* [PROVIDED TEXT]:
◇ ◇ ◇ ◇
The performance of different percentage data

Table 4 Drug rediscovery performance

Case study

To demonstrate the capabilities of our model, we show 12 samples that ranked in top 10. PACNN can predict candidate drug that is reported by TTD as capable of curing a disease. From Table 5 we can see that the drug ‘Typherix’ treats disease ‘Salmonella infection’, it ranked 1st as the candidate drug and TTD provides a research phase in the treatment of diseases at the column ‘Drug Status’.

Table 5 Case study: rediscover known drugs for diseases

Discussion

According to the experimental results, our proposed model can effectively carry out the LBD task. This is the first attempt to employ PRA and attention mechanism for LBD. However, there are several limitations affecting our works. First, the data set used to train the model is small, and this will lead to weaker generalization. Thus, it would be useful to combine other drug-disease databases, such as Comparative Toxicogenomics Database (CTD) and Drugbank for addressing this limitation [34, 35]. In order to maintain the great connectivity of the KG, we have chosen all the predications as graph components. Since a predication may be erroneous, this will reduce the efficiency of our model. This limitation can be eliminated by improving the NLP technology. Another limitation is that PACNN needs to obtain all the relation paths between drugs and diseases. When the size of the knowledge base is large, it is difficult for our method to produce a more complex relation path. When the PRA is faced with a larger knowledge base, the computational efficiency will be greatly reduced, which must also be solved in future studies.

Conclusion

In this study, we presented a relation path features embedding based CNN with attention mechanism for discovering potential drugs from literature. Relation path feature embedding proved to be effective for capturing the association about drug-disease, thus we utilized PRA to get drug-disease relation path feature. Compared with other methods, the CNN based on attention mechanism can better identify the important relation feature of drug-disease, so that new drugs can be accurately discovered. Our method could be an auxiliary method for drug discovery, which can speed up the discovery of new drugs for the incurable diseases.

For the future work, we plan to explore an efficient path walk algorithm that is better adapted to large knowledge base. We are interested in applying our model to literature mining in other fields, such as economics. We will continue to explore the innovation and application of deep learning and machine learning on LBD tasks.
◇ ◇ ◇ ◇
* [DATASET CONTENT]:
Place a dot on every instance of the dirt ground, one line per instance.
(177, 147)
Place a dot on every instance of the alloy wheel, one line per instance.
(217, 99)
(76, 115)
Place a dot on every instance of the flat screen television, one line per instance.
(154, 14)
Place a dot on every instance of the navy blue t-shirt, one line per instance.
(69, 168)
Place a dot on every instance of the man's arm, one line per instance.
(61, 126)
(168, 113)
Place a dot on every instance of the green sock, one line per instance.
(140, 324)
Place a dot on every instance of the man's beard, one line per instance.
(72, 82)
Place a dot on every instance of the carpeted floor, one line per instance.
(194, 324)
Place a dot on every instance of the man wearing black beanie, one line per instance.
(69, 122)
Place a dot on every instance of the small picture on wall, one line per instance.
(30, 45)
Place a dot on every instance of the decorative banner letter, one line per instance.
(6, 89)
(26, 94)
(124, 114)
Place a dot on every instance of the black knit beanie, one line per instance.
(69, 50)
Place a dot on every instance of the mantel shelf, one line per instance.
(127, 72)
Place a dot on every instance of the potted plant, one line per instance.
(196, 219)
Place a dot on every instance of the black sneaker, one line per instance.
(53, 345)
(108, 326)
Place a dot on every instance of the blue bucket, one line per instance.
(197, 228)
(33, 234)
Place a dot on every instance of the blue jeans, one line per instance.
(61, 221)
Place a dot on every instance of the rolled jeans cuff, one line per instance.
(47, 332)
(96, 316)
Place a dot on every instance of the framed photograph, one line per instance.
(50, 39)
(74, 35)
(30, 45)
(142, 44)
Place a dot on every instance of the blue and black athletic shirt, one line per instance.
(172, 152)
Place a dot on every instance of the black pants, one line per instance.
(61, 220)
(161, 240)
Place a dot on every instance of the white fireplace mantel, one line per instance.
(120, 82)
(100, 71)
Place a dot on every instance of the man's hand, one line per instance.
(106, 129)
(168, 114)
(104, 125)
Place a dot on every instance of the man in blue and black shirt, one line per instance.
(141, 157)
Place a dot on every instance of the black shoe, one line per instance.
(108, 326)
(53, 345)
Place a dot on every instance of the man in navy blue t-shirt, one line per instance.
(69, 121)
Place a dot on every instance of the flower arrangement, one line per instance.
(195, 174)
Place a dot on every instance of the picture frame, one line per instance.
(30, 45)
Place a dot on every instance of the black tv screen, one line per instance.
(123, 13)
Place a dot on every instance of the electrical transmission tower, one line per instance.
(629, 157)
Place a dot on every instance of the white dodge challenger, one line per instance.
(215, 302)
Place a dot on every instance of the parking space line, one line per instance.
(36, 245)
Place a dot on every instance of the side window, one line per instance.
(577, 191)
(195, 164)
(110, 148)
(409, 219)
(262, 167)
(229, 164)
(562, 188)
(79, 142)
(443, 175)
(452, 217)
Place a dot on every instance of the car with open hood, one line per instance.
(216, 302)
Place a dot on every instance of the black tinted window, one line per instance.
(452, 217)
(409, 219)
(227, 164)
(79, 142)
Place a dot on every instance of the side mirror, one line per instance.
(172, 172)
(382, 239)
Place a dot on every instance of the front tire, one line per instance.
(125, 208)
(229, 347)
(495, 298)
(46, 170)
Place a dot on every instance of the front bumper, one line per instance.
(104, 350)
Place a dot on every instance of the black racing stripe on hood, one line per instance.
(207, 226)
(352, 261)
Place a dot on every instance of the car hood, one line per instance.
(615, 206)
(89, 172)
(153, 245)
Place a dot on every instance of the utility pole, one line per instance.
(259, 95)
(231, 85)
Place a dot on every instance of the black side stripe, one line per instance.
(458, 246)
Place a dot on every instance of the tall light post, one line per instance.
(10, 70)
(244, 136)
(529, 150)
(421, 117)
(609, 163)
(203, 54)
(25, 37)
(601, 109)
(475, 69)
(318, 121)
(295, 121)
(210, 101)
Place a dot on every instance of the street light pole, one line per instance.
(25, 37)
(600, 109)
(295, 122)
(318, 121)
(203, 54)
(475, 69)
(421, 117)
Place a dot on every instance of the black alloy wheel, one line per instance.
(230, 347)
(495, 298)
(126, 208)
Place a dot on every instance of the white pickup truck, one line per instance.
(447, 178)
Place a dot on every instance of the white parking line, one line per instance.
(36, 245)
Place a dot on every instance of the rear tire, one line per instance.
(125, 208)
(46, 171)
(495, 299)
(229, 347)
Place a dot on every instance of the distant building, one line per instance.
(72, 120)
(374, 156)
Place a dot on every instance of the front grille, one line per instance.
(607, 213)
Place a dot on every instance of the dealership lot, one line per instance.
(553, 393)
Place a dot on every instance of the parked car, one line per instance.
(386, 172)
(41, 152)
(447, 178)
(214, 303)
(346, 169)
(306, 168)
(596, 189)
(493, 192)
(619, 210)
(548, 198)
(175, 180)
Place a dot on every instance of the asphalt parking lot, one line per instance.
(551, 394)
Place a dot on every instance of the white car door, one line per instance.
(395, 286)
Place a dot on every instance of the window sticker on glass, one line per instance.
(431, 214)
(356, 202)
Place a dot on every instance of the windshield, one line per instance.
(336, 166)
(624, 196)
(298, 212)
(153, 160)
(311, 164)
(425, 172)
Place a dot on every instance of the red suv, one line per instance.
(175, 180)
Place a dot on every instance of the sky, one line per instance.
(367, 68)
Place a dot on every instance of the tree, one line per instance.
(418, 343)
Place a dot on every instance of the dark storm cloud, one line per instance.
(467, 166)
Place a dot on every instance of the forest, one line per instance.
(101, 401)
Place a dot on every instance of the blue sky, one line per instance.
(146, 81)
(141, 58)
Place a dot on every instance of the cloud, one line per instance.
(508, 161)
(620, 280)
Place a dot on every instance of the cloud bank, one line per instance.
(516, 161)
◇ ◇ ◇ ◇
* [WORK REQUEST A]:
Sum up the text on drug discovery in two sentences.
* [WORK REQUEST B]:
Update the text on drug discovery: give everything from "Table 4 Drug" down to "column ‘Drug Status’.", with "TTD" changed to "the database".

* [EXPECTED ANSWER A]:
The text presents PACNN, a CNN with an attention mechanism that uses PRA relation path features to discover potential drugs from literature, and shows it ranking the drug Typherix first as a candidate for Salmonella infection. It names limits such as a small training set, predications that may be wrong, and lower efficiency with larger knowledge bases, and it plans future work on a better path walk algorithm and on applying the model in other fields such as economics.

* [EXPECTED ANSWER B]:
Table 4 Drug rediscovery performance

Case study

To demonstrate the capabilities of our model, we show 12 samples that ranked in top 10. PACNN can predict candidate drug that is reported by the database as capable of curing a disease. From Table 5 we can see that the drug ‘Typherix’ treats disease ‘Salmonella infection’, it ranked 1st as the candidate drug and the database provides a research phase in the treatment of diseases at the column ‘Drug Status’.